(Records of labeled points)
————————

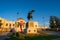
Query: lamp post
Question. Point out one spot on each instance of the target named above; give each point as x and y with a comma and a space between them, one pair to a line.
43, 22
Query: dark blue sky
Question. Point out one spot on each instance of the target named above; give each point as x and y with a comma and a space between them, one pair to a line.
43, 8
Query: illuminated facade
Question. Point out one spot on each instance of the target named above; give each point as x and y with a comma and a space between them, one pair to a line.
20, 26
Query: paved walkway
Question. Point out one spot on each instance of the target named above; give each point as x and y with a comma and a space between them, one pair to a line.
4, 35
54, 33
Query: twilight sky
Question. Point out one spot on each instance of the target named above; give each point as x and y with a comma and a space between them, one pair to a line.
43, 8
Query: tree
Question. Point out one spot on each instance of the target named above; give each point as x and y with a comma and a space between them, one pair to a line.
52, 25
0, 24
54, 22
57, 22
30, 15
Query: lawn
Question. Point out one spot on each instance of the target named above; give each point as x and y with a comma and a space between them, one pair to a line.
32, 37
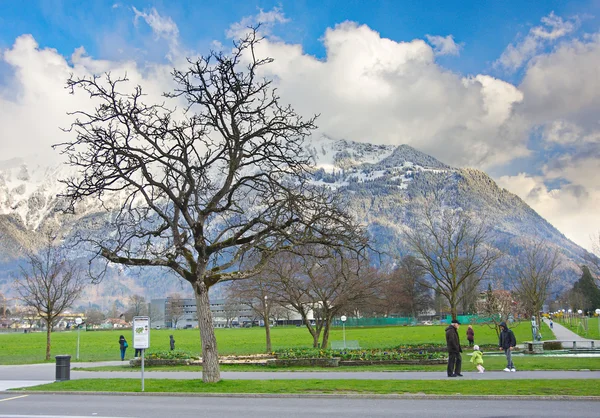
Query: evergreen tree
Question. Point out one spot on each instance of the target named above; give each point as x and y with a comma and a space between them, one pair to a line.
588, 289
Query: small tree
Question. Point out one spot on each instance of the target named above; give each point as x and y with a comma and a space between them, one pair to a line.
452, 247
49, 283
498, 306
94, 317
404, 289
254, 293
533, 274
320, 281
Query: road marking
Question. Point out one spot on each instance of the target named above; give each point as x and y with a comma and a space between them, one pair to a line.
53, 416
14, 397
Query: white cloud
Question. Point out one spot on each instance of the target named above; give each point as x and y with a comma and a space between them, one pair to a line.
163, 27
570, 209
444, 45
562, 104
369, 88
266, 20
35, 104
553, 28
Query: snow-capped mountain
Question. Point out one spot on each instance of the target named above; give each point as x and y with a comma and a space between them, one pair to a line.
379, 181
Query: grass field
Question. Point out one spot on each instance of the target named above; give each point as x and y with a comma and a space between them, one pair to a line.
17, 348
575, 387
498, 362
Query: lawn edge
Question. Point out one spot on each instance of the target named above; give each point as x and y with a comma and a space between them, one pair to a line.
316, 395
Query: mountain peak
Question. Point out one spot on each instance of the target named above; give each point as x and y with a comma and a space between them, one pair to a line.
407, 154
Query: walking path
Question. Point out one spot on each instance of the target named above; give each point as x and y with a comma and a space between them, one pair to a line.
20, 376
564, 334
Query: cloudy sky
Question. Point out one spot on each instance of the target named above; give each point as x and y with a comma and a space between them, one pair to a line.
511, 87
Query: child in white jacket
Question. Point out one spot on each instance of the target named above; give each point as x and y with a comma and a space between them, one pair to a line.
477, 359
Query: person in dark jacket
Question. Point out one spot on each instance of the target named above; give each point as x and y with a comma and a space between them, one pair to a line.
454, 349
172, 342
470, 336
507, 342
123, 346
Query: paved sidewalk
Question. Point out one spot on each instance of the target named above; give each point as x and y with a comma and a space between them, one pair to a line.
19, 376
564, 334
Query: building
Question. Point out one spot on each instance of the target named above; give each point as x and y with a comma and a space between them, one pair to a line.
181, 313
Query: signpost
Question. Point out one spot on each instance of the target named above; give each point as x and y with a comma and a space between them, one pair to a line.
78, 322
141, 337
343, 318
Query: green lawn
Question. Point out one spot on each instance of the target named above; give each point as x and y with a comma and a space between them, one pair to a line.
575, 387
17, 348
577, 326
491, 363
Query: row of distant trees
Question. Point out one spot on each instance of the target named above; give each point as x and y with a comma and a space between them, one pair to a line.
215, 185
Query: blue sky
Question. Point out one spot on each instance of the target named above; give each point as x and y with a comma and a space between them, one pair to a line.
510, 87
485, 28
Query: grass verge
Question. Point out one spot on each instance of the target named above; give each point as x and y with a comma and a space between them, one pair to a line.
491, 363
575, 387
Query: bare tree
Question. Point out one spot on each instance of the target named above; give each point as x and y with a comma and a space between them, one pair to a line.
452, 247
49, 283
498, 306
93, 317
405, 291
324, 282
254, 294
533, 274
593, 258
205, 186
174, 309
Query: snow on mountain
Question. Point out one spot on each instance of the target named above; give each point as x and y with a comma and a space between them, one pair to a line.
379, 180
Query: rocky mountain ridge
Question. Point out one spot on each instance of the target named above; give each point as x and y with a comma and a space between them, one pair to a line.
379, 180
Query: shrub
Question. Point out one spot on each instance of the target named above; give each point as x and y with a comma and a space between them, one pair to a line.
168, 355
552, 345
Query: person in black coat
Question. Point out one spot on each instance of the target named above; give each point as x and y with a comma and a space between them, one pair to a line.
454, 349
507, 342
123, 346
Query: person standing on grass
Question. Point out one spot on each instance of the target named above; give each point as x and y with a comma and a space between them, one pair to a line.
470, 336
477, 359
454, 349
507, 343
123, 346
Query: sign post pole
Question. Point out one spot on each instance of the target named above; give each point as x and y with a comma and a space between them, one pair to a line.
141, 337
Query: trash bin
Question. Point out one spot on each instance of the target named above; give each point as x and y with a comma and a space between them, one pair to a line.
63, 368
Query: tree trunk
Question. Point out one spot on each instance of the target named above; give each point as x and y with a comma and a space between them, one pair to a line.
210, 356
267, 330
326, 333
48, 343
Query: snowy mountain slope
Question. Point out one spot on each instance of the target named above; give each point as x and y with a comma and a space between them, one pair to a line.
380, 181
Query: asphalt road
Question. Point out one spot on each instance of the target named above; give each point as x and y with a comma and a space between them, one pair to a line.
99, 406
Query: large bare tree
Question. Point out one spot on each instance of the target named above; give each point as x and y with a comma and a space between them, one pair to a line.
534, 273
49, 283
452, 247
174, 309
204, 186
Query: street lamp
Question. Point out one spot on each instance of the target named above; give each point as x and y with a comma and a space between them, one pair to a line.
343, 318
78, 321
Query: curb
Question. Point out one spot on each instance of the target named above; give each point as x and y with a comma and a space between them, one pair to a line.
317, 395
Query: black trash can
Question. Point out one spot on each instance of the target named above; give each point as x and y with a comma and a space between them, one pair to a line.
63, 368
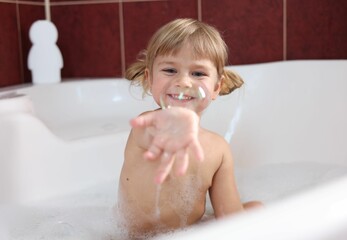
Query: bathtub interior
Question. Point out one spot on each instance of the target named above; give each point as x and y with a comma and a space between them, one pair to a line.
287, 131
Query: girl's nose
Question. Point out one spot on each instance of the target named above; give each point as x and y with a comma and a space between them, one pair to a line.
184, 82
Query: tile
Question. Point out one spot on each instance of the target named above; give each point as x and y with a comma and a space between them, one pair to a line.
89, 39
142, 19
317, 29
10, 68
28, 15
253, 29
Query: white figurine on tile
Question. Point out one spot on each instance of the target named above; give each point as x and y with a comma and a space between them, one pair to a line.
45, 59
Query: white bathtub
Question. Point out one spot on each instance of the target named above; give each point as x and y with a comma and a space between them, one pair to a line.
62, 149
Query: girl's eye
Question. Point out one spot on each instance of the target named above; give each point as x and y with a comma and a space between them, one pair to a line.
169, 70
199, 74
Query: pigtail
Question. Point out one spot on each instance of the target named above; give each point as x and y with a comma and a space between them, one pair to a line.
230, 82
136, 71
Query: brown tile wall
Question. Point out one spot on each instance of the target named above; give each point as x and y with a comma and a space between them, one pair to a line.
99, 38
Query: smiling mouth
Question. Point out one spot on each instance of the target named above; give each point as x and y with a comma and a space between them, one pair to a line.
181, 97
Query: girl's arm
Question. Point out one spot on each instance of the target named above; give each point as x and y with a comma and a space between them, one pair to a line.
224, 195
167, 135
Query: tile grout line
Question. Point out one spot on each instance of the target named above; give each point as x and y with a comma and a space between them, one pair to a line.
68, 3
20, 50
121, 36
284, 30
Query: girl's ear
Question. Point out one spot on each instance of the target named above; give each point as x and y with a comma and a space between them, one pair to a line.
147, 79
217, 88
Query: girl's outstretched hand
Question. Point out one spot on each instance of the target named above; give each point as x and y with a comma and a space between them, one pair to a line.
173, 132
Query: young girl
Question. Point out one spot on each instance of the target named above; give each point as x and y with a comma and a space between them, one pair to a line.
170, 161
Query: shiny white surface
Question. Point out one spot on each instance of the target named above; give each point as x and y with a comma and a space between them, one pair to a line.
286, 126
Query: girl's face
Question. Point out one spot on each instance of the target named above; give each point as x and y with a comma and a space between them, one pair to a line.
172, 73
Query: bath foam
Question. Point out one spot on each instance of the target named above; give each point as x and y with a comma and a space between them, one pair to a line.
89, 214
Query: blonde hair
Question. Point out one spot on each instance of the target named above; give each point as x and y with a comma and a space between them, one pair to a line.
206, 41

————————

### WORK REQUIRED
Above are the records; copy exactly the lines from the one with "Query: girl's outstretched hand" through the final line.

### REPLY TO THE TASK
Query: girl's outstretched hand
Question. Point out one spot on each instance of the target named above; give each point as x and y with a comma and a space between them, one pair to a line.
173, 132
Query: young girl
Question. Point out one spot on each instance of the target named above; give each point as x and y with a comma and a space between them, one pair to a line.
170, 161
Query: shiny white surface
Question. Point out one spot on each instance of the target named above; give each point as x and y with a comma and a space between them, one pair to a line.
286, 126
Query: girl's face
Question. Point out one spot on each instance of the target named above; give each point as x and y with a comma and a space between them, one pair to a line.
172, 73
Query: bath foam
Question. Point out one spot on each instance of the target named above; give each point as x and y with a comma and a space between them, one pair to a line.
89, 214
Query: blonde hair
Question. Point out one spot on each instance of the target named above; give each point as x and y with a comma and a space between them, one pair to a line.
206, 41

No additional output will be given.